**TASKS TO PERFORM**
1. In the commentary on Pakistan's politics, rewrite the portion starting at "The opposition too" and ending at "these draconian laws?", substituting "courts" for "judiciary".
2. Extend the commentary on Pakistan's politics and the army past its final sentence.

**EXCERPTED PASSAGE**

----

The opposition too is bound by foreign sponsored deals and have its own interests to attend to. As for the judiciary, it can only go so far. It can convict but cannot be the executioner. Nor should we rush to light the torch of triumph for the much-heralded constitutional amendment package, even if it is passed. The rot permeates from the Aiwan-e-Sadar downwards. The whole system is hostage to one man's ego. Even sans powers, Zardari will continue to exercise overbearing influence over this government as long as the Peoples Party bows to him in the interest of expediency. Gilani will not suddenly sprout wings and learn to fly with the repeal of the 17th Amendment and Article 58-2(B). What initiative has he shown thus far in matters that were not affected by these draconian laws?
A significantly altered international atmosphere characterised by political correctness notwithstanding, this being Pakistan, military intervention in its varying shades and hues can never be wholly ruled out. Yes, the troops have their hands full in the northern areas, but do not discount the crucial significance of the fact that they claim to be victors in this war, unlike 1971 when they stood defeated. If it took a defeated army no more than a few years to muscle its way back into power, what can impede a victorious army from rolling into the corridors of power in much lesser time? The reluctance on the part of the foreign powers to condone military adventurism can be dealt with. But, firstly, there is no certainty that the army would step into politics in a full-fledged coup. It could just as well affect change yet stay behind the scenes. Secondly, even if it were to take control of the government, the foreign powers, who are more concerned with their own objectives than anything else, can be convinced that their interests are better served by such a change.

----

**ENTRIES PROVIDED**
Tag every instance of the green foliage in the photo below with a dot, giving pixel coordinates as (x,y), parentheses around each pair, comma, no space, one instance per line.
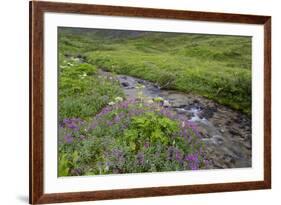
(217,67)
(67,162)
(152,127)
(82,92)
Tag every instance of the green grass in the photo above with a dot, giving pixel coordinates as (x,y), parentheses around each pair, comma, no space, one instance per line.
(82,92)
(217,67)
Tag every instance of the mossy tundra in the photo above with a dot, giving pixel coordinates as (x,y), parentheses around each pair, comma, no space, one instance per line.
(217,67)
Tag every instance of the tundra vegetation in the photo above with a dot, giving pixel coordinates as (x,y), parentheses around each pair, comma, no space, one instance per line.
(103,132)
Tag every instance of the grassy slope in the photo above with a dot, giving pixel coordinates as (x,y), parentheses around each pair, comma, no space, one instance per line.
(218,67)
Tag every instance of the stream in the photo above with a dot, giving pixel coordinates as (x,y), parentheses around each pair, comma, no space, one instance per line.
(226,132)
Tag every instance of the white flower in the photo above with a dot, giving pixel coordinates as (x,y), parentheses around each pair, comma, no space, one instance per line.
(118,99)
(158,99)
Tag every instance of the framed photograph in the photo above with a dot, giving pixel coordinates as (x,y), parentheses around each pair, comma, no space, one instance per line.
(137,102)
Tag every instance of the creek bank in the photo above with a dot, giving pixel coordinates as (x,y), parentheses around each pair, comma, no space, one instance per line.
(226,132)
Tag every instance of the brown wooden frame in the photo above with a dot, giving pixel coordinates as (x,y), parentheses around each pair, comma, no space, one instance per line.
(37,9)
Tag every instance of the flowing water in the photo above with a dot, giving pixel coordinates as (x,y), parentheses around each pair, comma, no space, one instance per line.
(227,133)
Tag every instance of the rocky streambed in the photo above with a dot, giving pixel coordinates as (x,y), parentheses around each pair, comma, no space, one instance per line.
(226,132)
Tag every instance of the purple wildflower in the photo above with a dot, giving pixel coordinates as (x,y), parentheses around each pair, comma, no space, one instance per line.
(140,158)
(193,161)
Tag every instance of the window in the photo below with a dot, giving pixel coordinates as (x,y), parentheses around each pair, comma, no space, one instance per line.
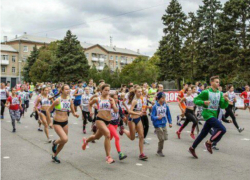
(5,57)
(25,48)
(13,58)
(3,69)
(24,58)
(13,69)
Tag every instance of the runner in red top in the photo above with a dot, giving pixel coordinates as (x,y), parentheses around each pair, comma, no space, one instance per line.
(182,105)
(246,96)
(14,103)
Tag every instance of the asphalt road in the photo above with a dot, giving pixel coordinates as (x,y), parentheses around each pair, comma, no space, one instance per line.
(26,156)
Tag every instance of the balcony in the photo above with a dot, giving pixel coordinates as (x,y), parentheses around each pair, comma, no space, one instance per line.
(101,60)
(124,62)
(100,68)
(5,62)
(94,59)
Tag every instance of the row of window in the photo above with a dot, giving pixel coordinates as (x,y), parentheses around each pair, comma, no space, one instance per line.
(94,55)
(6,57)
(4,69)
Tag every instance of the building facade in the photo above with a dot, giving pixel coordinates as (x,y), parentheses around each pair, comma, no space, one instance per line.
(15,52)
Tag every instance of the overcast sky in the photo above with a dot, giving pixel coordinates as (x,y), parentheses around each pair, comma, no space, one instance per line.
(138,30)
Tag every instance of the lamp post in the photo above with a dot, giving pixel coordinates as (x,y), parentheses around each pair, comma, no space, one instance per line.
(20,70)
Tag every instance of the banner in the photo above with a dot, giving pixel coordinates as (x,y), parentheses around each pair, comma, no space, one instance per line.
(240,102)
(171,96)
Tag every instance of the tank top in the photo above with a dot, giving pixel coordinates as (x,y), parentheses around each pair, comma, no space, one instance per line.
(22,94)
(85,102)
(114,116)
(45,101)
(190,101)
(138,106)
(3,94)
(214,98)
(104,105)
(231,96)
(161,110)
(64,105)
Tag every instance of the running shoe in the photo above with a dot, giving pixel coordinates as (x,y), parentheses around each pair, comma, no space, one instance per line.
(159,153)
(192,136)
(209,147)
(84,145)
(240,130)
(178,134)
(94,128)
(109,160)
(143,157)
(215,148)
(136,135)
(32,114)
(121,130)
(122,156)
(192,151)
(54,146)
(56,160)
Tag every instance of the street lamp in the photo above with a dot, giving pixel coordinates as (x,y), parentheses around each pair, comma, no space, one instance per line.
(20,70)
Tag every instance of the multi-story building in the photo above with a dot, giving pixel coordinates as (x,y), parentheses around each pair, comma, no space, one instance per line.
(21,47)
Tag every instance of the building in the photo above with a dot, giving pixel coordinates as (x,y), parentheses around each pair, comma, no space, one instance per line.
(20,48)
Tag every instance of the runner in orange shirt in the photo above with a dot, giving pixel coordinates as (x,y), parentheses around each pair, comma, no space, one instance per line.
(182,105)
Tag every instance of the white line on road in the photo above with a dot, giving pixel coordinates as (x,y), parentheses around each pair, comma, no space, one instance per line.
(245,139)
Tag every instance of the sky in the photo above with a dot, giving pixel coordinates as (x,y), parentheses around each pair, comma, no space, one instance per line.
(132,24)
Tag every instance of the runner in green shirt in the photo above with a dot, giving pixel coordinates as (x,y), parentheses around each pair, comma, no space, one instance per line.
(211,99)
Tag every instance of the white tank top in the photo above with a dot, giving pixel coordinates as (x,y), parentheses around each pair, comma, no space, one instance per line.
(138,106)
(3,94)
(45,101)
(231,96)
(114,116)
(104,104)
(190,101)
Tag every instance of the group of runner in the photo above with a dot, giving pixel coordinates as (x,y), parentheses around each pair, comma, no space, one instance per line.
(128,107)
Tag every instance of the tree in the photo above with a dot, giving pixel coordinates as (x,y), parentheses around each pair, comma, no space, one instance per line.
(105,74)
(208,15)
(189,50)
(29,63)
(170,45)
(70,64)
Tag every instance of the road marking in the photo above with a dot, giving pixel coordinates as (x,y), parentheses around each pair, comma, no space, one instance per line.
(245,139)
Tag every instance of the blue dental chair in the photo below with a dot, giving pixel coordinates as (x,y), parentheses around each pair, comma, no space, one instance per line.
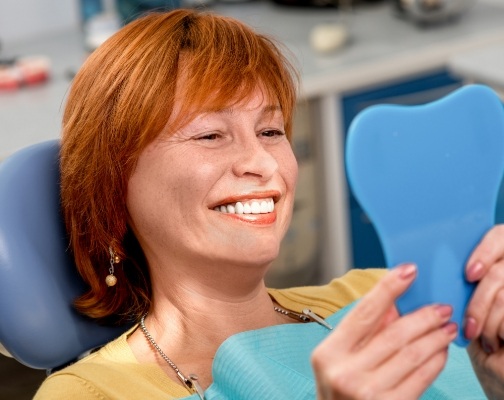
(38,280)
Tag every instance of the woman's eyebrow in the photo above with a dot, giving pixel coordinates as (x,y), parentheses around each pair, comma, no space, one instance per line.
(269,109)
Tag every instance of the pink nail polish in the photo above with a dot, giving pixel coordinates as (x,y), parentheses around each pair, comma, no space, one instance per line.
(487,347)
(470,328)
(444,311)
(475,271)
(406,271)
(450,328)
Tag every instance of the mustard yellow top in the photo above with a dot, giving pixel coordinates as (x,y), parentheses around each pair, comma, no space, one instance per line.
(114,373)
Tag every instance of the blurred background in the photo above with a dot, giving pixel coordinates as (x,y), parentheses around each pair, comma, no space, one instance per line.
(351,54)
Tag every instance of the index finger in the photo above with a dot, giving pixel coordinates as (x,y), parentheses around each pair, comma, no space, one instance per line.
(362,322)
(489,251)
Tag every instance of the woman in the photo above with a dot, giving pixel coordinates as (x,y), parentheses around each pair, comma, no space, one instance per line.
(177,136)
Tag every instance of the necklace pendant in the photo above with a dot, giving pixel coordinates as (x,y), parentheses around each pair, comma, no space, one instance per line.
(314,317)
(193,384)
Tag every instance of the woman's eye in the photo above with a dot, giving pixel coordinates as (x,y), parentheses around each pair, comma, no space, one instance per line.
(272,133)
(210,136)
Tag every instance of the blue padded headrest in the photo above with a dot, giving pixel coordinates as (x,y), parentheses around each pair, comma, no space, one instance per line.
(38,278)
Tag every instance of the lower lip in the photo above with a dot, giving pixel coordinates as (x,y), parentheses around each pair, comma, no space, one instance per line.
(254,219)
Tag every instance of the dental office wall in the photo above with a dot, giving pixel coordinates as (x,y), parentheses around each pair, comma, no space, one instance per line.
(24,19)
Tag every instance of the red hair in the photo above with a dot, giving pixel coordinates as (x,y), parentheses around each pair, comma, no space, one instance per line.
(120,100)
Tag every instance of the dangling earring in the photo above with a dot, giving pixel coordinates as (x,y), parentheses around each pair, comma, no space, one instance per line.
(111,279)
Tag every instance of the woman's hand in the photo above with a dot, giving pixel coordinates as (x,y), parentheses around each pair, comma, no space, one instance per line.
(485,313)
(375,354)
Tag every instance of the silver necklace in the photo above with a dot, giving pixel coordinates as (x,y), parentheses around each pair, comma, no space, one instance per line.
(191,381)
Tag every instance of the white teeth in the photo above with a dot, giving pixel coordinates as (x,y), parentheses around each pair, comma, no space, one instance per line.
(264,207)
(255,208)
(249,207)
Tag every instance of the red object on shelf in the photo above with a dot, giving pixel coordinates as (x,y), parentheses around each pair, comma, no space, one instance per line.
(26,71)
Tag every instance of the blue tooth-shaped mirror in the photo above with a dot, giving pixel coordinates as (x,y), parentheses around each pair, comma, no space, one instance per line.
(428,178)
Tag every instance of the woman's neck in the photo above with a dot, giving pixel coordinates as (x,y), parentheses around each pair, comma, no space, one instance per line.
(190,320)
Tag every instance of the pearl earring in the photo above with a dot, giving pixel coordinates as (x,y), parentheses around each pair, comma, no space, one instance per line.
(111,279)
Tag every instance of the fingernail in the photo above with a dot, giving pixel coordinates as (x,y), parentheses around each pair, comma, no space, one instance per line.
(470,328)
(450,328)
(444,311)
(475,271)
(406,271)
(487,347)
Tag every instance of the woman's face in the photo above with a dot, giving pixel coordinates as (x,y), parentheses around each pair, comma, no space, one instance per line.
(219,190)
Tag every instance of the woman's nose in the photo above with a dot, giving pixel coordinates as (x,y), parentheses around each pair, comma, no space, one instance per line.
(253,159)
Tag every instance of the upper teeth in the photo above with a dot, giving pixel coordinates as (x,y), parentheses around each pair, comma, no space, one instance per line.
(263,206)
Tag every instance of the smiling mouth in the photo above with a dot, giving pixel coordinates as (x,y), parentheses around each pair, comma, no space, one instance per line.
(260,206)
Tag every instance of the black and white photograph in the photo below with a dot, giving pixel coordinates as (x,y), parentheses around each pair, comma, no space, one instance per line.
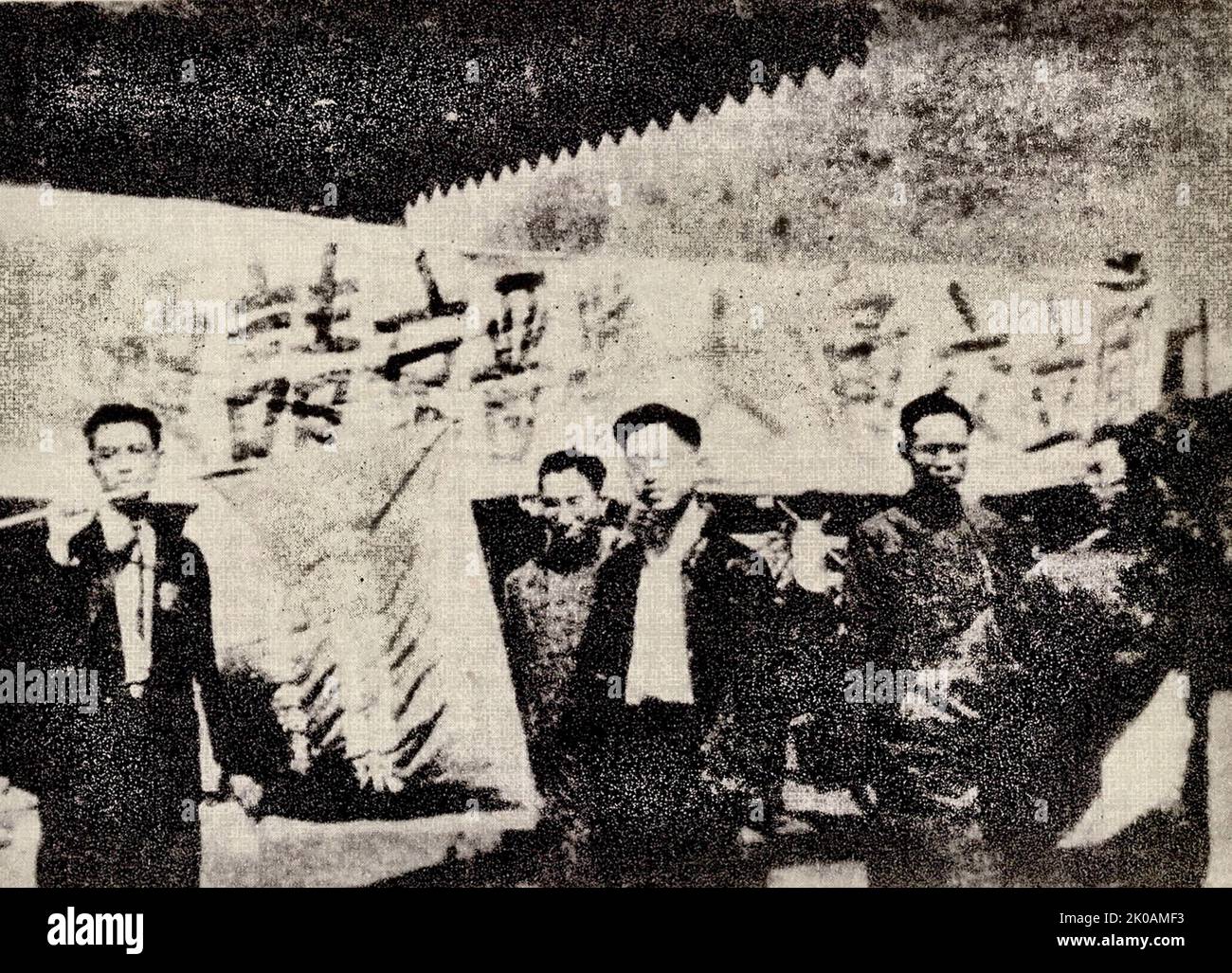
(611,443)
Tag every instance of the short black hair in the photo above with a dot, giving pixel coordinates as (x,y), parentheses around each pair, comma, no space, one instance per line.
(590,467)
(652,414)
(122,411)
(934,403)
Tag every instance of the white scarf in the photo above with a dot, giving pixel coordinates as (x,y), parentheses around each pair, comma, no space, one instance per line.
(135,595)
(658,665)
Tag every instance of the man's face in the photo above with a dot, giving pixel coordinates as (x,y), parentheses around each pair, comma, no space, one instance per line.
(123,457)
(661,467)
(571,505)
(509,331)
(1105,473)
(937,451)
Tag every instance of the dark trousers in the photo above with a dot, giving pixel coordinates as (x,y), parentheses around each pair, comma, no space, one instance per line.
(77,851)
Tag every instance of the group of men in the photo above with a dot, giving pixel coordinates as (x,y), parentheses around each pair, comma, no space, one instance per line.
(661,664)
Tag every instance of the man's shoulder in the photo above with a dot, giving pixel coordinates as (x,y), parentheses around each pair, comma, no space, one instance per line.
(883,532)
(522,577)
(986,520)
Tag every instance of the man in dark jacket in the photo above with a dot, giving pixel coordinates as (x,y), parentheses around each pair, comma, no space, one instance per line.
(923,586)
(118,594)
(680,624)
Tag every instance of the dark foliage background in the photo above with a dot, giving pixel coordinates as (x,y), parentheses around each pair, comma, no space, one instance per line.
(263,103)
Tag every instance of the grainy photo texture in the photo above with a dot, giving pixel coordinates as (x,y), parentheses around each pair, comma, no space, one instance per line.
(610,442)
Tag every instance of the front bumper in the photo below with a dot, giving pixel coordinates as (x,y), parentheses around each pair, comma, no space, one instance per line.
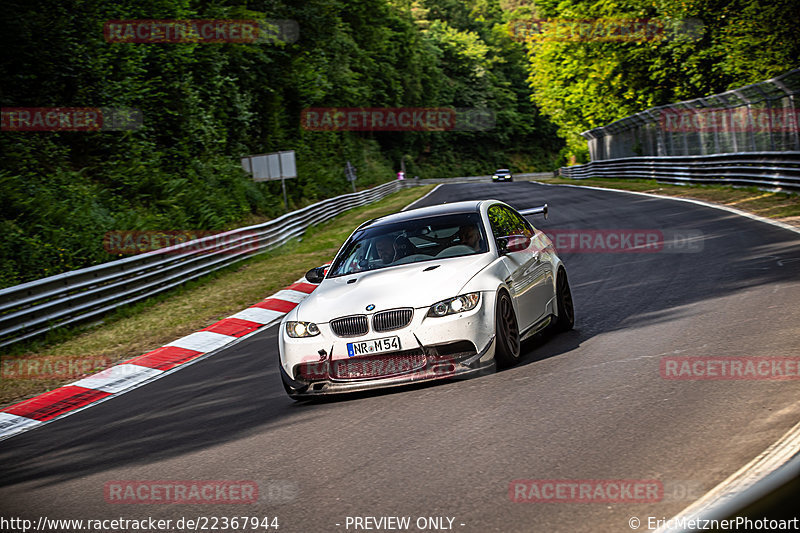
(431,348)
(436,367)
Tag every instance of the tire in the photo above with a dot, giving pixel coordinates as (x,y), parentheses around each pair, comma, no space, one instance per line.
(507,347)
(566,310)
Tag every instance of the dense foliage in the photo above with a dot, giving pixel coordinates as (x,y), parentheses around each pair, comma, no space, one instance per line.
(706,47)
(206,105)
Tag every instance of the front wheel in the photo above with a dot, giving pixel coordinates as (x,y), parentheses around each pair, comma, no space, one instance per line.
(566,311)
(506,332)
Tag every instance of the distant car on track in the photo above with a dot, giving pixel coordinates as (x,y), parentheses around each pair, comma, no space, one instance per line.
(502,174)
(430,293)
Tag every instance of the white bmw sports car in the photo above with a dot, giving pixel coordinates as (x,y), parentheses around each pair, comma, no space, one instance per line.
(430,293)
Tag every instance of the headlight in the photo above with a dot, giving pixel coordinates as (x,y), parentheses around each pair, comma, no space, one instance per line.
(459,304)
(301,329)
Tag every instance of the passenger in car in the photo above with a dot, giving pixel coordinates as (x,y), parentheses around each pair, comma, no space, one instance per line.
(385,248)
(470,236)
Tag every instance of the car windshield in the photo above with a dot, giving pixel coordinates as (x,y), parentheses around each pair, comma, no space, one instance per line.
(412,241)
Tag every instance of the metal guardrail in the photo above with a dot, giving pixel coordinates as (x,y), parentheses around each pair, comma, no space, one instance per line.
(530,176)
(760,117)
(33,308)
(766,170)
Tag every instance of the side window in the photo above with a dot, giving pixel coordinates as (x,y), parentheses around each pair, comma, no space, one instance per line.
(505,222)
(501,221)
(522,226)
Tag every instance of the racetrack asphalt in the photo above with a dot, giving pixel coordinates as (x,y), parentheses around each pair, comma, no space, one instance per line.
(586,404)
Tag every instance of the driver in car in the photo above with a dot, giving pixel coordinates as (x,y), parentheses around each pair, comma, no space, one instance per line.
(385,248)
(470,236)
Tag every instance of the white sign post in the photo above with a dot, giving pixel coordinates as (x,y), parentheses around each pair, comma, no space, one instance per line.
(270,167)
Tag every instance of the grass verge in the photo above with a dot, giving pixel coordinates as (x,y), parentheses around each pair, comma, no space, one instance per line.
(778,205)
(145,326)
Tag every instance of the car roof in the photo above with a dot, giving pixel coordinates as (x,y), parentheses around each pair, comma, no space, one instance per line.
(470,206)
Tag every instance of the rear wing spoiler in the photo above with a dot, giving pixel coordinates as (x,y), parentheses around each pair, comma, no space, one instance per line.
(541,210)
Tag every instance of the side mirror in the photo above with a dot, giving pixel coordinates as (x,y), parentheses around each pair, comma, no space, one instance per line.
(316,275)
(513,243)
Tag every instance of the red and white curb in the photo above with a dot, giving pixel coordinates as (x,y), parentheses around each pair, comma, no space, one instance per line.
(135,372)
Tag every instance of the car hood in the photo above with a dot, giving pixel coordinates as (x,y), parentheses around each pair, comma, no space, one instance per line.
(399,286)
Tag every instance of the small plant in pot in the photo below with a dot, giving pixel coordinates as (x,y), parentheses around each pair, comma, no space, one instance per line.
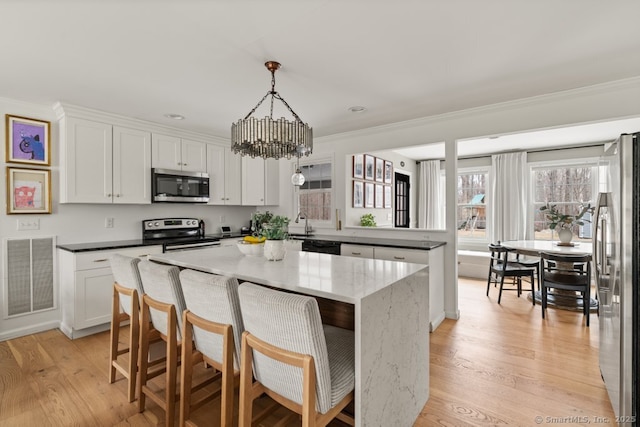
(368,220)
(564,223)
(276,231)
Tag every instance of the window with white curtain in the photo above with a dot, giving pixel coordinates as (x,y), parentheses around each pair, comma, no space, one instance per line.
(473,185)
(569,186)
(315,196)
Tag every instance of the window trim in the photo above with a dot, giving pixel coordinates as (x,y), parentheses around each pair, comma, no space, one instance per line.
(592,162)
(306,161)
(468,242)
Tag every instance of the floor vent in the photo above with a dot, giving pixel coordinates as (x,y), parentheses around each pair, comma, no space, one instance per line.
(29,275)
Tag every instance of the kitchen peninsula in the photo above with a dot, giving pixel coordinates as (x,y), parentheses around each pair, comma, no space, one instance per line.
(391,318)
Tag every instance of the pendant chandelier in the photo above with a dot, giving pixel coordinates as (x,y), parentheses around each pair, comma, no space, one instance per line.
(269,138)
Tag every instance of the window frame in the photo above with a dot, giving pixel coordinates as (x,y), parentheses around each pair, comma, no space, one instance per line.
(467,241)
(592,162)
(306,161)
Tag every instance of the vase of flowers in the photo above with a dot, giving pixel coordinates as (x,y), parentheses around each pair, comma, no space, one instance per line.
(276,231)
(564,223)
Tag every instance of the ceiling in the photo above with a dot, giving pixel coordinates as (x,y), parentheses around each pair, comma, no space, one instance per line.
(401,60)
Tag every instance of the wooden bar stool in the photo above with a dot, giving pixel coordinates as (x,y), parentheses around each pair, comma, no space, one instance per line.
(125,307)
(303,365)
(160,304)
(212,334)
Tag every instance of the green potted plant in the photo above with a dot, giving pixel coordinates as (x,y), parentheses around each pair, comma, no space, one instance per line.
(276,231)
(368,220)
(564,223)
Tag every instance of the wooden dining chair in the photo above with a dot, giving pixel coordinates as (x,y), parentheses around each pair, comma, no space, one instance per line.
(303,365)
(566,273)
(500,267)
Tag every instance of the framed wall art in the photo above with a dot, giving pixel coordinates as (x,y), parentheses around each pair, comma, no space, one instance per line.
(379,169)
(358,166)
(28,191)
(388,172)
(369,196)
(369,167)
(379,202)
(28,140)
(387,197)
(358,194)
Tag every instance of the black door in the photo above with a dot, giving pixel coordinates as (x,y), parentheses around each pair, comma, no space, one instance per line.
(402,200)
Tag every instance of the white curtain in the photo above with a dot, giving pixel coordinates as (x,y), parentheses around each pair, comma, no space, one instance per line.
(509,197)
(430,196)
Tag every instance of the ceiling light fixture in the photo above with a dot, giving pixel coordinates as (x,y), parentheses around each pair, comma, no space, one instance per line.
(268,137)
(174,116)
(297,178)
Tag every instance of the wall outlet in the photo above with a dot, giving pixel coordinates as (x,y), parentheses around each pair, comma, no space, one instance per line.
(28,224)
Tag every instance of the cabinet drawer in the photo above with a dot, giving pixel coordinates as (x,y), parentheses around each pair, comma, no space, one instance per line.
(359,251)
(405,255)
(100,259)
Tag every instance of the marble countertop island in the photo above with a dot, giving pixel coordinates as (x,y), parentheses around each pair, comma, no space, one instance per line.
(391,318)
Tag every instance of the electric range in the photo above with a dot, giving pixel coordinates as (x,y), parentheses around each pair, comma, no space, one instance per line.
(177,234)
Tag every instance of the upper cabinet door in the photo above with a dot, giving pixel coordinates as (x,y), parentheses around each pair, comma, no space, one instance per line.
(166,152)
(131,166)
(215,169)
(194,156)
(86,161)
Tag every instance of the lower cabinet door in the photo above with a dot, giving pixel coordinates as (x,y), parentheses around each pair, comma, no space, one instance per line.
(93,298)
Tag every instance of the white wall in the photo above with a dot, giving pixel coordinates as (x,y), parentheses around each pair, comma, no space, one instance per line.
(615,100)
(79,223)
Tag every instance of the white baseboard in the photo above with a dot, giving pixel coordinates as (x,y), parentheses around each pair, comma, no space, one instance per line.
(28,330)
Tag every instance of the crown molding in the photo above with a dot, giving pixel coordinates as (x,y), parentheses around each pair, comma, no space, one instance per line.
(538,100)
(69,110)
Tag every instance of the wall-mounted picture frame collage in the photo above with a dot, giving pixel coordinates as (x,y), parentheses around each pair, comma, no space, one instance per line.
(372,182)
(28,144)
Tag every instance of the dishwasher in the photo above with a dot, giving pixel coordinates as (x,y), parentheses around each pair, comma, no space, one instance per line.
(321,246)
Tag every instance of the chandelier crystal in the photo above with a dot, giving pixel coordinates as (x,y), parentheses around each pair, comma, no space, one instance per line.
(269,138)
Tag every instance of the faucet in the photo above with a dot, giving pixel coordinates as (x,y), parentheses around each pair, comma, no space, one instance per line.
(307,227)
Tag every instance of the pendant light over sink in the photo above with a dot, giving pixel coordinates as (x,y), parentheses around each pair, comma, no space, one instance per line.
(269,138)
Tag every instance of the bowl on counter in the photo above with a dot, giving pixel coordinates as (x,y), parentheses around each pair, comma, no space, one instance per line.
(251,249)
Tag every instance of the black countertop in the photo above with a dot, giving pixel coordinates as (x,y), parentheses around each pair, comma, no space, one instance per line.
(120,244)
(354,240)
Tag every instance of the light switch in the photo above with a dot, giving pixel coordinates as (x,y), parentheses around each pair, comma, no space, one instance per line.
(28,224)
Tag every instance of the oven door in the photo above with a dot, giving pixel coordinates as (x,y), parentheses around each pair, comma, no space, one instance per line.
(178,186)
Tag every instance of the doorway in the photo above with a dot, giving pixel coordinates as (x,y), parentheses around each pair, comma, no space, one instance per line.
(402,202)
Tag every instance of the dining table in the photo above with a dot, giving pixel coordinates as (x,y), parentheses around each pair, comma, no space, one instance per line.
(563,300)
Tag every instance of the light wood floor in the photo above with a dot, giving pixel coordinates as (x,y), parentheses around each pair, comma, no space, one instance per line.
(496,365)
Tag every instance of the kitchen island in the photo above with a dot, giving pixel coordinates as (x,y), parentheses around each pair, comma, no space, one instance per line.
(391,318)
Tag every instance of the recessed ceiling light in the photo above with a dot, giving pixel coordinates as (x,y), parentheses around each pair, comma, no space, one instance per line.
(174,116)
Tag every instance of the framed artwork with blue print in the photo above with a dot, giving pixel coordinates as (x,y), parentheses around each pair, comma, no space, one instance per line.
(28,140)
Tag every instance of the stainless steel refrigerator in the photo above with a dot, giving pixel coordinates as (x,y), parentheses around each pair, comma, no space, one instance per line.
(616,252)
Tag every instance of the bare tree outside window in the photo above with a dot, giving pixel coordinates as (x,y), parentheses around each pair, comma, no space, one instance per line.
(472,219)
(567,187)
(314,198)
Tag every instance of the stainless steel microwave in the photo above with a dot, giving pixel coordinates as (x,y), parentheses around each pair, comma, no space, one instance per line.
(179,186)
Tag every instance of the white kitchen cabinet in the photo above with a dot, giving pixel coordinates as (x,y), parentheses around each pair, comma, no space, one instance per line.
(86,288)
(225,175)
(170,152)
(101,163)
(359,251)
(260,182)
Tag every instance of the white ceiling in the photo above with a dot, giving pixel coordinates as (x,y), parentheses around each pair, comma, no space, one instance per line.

----

**EXERCISE RESPONSES**
1.
The opposition too is bound by foreign sponsored deals and have its own interests to attend to. As for the courts, it can only go so far. It can convict but cannot be the executioner. Nor should we rush to light the torch of triumph for the much-heralded constitutional amendment package, even if it is passed. The rot permeates from the Aiwan-e-Sadar downwards. The whole system is hostage to one man's ego. Even sans powers, Zardari will continue to exercise overbearing influence over this government as long as the Peoples Party bows to him in the interest of expediency. Gilani will not suddenly sprout wings and learn to fly with the repeal of the 17th Amendment and Article 58-2(B). What initiative has he shown thus far in matters that were not affected by these draconian laws?

2.
Besides, Richard Holbrooke has already announced that economic and energy uplift was now the US priority vis-à-vis Pakistan. The United States has a history of using its allies to achieve its objectives and then dumping them. It remains to be seen how much sleep is being lost over our economic and energy crises in Washington DC, but it looks like we are in the process of being dumped again. This is proved by the fact that whereas Holbrook might feel confident that the Taliban have been hit hard enough not to pose an immediate threat to America anymore, he remains unconcerned by the danger the militants still pose for Pakistan for fighting America's proxy war. America seems to be losing interest in Pakistan, in which case the local political scene will go through a significant overhaul.
Mr Amir says that this government's survival may be bad for those who are frothing at the mouth for its collapse but is good for democracy and parliament. I will never understand how democracy and parliament, or even Pakistan's image around the world for that matter, are served by being led by those with tainted reputations who stand accused in criminal cases at home and abroad. If calling for national cleansing and jettisoning bad blood amounts to frothing at the mouth, then the sooner the whole nation starts frothing at the mouth the better.
The writer is vice-chairman of Sindh National Front and a former MPA from Ratodero. He has degrees from the University of Buckingham and Cambridge University.